» **WHAT YOU NEED TO DO**:
a. Name every cultural institute that the passage on European soft power in South America mentions by name.
b. In the listing below, copy out each line that contains the word "vessel".

» **EXTRACT TO READ**:
-- BEGIN --
Europe's extraordinary cultural potential, which takes the form of soft power in modern politics, in many aspects places it ahead of all rivals in South America, says Bertonha. His point is that having absorbed around 30 million Italians, 15 million Germans, 50 million Portuguese, 25 million Spaniards, plus immigrants from Poland, Scandinavia, Russia, etc., the continent must be a receptive environment for European cultural influences. Soft power, however, requires investments which, Bertonha holds, Europe dishes out in surprisingly modest quantities. Bertonha's analysis of the geographic incidence of European cultural foundations such as the Cervantes Institute, the Goethe Institute, or the Dante Alighieri Institute revealed a pattern obviously giving Latin America a background role. For example, 36 of the 73 Cervantes Institutes are sited in Europe, 15 – in Muslim countries, and only 9 – in Latin America (all of them - in Brazil). Similarly, Portugal's Camoes Institute runs a network of 18 cultural centers, one of them – in Brazil, 5 – in Asia, 10 – in Africa, and 2 – in Europe; Italian and German cultural institutions are found mostly outside of South America. In other words, the European cultural agendas do accommodate Latin America but have a clear tendency to push it down the list. Another observation shared by Bertonha is that the European countries' cultural networks have a propensity for competing instead of advancing a common European cause, and the absence of concert in the cultural sphere which mirrors the political trends within the EU bears a strong negative impact on all of the European cultural initiatives.
-- END --
» **RECORD LIST**:
-- BEGIN --
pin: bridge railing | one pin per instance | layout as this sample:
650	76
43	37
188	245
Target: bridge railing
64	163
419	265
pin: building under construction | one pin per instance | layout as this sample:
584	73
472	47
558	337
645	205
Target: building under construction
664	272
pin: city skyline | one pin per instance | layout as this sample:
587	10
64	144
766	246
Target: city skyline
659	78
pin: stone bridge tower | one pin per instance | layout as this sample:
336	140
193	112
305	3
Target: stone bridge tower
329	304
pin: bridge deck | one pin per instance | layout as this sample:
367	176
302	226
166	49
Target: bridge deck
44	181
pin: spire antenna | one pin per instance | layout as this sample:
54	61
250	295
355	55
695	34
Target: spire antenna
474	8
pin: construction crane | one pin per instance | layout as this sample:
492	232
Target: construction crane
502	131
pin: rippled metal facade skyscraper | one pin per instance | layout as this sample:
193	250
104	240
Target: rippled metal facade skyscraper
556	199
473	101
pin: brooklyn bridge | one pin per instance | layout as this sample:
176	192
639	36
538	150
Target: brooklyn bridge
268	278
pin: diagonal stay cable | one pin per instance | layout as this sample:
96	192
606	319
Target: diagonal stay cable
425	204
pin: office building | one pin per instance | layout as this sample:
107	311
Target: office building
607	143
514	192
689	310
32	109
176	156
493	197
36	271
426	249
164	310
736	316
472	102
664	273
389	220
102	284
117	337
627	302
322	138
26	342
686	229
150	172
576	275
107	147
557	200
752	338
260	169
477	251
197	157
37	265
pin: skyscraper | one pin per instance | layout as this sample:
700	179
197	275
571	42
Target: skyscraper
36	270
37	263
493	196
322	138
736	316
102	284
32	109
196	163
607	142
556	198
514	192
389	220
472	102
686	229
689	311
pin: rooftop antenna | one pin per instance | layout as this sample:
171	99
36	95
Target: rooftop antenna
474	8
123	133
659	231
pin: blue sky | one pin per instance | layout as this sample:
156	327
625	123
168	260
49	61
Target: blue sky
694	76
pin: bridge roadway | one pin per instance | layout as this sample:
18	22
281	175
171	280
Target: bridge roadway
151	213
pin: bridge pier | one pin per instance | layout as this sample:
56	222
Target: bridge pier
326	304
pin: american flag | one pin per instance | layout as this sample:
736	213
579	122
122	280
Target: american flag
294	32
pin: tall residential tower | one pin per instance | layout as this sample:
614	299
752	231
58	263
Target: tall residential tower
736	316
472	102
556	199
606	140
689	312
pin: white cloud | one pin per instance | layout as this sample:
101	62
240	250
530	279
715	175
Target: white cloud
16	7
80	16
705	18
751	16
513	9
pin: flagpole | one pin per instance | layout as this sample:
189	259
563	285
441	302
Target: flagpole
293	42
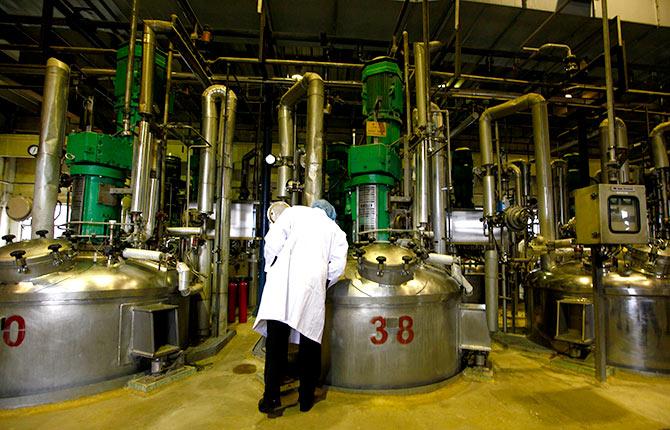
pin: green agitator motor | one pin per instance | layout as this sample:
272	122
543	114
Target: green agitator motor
99	162
375	167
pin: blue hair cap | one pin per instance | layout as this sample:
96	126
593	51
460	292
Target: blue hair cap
325	206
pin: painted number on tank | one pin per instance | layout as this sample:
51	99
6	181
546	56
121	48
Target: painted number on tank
405	333
20	334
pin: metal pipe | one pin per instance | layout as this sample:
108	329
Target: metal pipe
611	152
130	68
286	150
422	192
562	211
491	288
618	172
142	153
406	161
518	182
224	185
538	107
143	254
52	136
312	85
439	182
659	151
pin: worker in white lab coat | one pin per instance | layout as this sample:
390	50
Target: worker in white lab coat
305	252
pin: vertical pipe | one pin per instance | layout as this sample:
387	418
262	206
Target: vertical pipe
142	153
314	150
286	150
491	288
422	194
52	136
611	157
439	181
129	68
227	133
406	160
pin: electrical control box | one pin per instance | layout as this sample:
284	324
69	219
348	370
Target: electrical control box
611	214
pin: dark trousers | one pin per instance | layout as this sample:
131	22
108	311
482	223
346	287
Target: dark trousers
276	361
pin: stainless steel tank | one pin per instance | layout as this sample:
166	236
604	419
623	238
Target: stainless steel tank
637	307
392	323
67	318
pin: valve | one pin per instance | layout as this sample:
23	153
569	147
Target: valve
55	253
19	255
406	260
380	265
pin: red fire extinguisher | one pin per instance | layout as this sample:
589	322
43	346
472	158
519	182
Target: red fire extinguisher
243	294
232	300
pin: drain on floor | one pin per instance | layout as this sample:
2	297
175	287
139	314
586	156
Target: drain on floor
244	368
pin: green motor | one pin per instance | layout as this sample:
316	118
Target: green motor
375	167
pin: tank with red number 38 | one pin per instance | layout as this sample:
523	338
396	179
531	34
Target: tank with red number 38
392	322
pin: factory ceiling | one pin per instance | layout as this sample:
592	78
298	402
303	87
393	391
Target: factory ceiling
494	42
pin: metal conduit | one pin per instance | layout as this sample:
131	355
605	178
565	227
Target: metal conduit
617	151
312	85
52	136
538	105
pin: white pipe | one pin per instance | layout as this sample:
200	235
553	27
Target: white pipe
143	254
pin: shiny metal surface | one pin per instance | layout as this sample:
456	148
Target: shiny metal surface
356	352
52	137
612	172
38	259
286	150
637	307
422	191
659	150
77	324
312	85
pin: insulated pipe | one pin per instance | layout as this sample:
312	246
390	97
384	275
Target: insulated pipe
439	183
286	150
422	192
609	173
491	288
659	151
312	85
52	136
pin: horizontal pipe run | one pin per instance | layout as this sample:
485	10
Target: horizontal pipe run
143	254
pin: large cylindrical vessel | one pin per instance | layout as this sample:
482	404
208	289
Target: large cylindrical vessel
392	325
68	319
637	308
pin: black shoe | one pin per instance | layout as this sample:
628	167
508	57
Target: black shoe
306	402
269	406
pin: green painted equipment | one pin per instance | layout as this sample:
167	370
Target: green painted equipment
375	167
99	162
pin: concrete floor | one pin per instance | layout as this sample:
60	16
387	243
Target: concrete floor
528	390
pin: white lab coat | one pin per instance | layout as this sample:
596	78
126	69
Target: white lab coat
310	249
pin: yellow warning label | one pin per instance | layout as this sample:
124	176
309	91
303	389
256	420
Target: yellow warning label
374	128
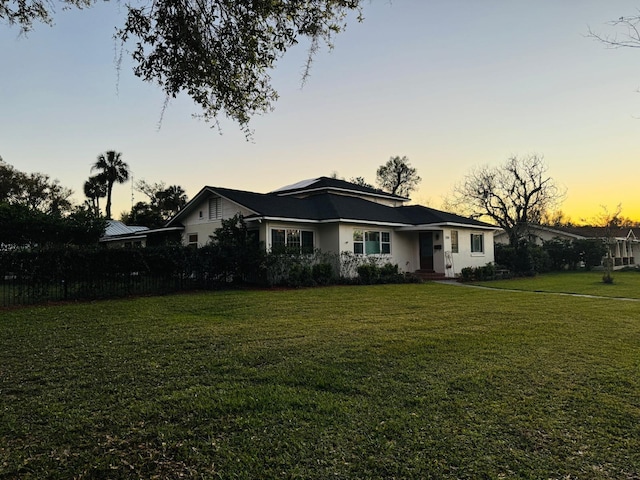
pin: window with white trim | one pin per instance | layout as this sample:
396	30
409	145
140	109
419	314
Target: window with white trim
192	240
215	208
371	242
477	243
292	238
454	241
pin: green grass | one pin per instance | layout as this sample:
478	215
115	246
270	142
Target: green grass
625	284
400	381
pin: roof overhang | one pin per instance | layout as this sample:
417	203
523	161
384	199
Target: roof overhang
441	225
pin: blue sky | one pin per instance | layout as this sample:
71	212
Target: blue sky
451	84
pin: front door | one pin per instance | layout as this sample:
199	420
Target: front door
426	251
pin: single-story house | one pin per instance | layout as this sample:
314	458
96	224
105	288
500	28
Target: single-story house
624	244
336	216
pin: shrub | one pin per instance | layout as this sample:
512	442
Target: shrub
368	273
322	273
299	276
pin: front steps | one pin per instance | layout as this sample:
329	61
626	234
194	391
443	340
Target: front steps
430	275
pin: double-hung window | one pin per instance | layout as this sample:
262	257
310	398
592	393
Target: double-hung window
215	208
371	242
292	239
477	243
454	241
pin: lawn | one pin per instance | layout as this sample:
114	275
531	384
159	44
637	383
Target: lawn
625	284
401	381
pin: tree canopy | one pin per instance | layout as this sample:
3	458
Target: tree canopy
218	52
512	195
397	176
37	211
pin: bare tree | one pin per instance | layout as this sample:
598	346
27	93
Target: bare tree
627	33
398	177
611	222
513	195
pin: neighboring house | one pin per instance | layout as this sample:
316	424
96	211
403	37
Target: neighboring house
624	244
117	234
337	216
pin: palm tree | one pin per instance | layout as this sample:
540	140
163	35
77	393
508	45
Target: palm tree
94	189
112	170
171	200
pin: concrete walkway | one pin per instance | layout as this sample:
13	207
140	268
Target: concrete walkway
495	289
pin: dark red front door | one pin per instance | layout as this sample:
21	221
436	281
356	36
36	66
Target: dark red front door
426	251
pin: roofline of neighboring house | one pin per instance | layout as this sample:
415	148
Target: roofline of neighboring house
119	238
164	229
194	201
575	235
384	195
138	235
434	226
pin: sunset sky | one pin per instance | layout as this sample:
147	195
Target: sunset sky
451	84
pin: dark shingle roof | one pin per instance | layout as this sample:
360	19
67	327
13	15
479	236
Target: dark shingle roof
329	206
328	183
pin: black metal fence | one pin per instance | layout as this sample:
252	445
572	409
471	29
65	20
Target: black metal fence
27	290
28	277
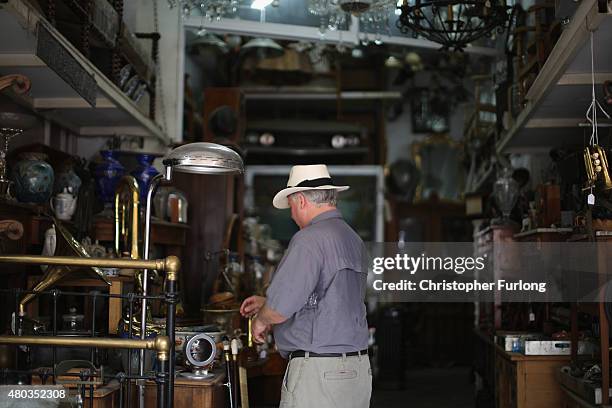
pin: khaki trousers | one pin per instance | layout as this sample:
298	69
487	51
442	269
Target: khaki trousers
327	382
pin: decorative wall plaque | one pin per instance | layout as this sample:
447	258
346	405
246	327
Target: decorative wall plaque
65	65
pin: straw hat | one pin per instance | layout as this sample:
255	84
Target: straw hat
302	178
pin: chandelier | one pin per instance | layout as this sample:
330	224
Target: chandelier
453	23
211	9
373	15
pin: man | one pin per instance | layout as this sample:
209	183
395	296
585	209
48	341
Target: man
315	302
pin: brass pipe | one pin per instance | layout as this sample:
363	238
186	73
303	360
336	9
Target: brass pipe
127	184
160	344
170	264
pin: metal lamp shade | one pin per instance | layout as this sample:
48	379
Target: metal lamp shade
204	158
209	41
264	48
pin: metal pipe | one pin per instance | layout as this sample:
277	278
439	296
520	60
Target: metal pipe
172	300
145	278
160	344
161	380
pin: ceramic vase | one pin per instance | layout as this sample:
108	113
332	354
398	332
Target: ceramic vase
107	174
33	178
143	174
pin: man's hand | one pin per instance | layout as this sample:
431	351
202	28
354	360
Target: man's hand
259	331
252	305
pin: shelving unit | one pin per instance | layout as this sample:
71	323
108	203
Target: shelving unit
558	99
67	88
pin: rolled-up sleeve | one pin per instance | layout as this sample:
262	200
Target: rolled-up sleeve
294	280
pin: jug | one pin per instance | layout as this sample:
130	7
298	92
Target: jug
63	205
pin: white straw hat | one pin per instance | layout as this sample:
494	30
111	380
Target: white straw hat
302	178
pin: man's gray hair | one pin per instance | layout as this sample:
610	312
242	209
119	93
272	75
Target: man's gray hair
319	197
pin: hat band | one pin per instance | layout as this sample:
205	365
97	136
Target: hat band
323	181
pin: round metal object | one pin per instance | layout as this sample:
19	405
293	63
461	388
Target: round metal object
200	350
14	120
264	48
204	158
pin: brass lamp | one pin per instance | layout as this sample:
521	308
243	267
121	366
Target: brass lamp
194	158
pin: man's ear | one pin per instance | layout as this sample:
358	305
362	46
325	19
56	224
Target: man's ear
302	199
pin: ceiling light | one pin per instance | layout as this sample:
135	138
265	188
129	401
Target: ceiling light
453	23
263	48
260	4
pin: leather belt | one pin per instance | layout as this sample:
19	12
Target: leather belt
302	353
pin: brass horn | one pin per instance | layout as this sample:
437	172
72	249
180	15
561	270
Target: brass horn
66	245
126	217
596	166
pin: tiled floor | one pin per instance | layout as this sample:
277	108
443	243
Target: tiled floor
429	388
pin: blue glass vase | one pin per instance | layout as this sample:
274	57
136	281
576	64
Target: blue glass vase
107	174
33	178
143	174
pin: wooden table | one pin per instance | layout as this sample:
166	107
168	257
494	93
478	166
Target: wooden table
119	285
527	381
188	393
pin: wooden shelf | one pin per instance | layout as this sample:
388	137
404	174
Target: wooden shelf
561	93
67	88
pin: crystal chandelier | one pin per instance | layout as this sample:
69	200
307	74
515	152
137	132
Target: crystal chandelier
334	14
453	23
211	9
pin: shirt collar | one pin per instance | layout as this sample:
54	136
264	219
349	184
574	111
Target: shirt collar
326	216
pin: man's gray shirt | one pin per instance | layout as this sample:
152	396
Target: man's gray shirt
319	286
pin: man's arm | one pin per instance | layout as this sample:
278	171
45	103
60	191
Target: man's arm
263	322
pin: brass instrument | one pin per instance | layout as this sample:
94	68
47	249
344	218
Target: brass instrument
126	217
160	344
596	166
58	271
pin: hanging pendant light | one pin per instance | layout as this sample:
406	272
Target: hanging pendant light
263	48
453	23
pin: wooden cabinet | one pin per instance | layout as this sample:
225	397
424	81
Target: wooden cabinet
188	393
527	381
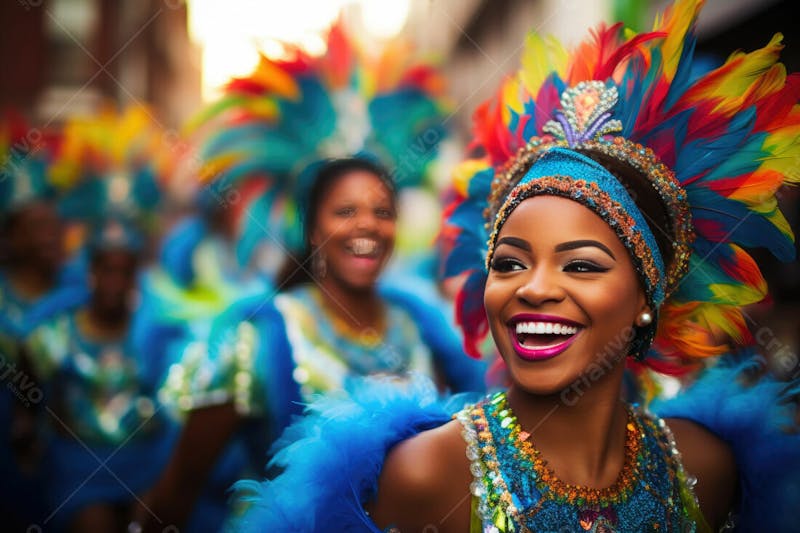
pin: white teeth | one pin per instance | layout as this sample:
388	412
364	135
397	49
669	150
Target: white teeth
364	246
551	328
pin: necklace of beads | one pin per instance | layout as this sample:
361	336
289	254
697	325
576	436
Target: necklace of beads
517	491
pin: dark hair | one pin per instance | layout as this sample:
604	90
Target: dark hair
326	175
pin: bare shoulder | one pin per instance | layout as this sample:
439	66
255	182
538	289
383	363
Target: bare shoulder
709	459
425	482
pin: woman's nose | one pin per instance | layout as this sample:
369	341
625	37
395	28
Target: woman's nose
541	285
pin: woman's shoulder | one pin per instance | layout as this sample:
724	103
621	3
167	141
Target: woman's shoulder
425	481
709	460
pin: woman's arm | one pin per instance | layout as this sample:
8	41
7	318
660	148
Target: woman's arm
707	458
424	484
170	502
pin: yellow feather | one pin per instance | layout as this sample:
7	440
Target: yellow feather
541	57
464	172
676	22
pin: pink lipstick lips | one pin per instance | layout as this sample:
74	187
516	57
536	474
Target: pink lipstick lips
539	337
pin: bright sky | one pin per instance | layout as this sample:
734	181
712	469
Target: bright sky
231	33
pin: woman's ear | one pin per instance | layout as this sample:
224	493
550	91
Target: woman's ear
645	316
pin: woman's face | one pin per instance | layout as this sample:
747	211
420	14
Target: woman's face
37	237
355	229
562	296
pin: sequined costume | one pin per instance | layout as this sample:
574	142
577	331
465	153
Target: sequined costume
26	182
711	151
514	487
109	438
269	357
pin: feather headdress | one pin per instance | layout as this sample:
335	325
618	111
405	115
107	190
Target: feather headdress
114	164
720	145
290	114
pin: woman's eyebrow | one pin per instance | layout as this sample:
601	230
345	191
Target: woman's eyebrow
572	245
515	242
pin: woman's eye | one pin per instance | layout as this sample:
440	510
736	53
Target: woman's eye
384	213
504	264
584	266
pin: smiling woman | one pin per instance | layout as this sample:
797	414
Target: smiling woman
601	230
330	323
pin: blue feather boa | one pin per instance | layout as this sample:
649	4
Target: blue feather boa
753	412
331	459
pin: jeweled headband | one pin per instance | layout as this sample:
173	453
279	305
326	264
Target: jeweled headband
557	169
566	173
702	157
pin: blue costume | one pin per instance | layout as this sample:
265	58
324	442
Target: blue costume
618	124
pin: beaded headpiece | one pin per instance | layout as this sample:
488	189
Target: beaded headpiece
714	149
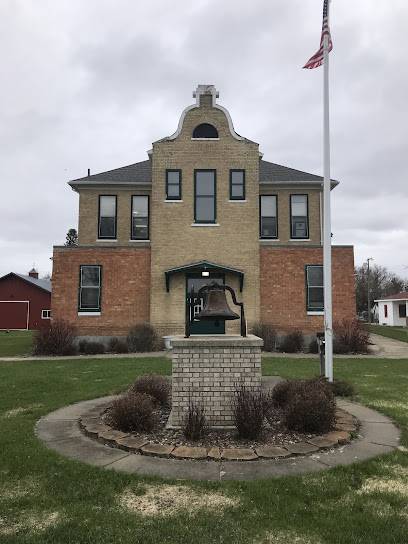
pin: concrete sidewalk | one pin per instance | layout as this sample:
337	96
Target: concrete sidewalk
381	348
60	432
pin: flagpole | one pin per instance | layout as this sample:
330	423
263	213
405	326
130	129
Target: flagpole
327	269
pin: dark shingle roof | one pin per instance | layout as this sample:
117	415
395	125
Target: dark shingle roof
141	172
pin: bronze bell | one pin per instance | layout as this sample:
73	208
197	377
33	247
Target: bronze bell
216	307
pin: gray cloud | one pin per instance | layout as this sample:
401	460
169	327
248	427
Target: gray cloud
93	84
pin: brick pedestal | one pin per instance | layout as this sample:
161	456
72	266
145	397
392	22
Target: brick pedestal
207	368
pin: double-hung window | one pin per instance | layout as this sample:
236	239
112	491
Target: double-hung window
173	184
90	287
314	288
204	196
268	216
237	184
299	217
140	217
107	217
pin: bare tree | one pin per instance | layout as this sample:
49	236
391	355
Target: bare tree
383	283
-- END --
» **RESPONSES IN ORDER**:
a. Cervantes Institute, Goethe Institute, Dante Alighieri Institute, Camoes Institute

b.
pin: large cylindrical vessel | one pin per instance | layout as this sample:
Target: large cylindrical vessel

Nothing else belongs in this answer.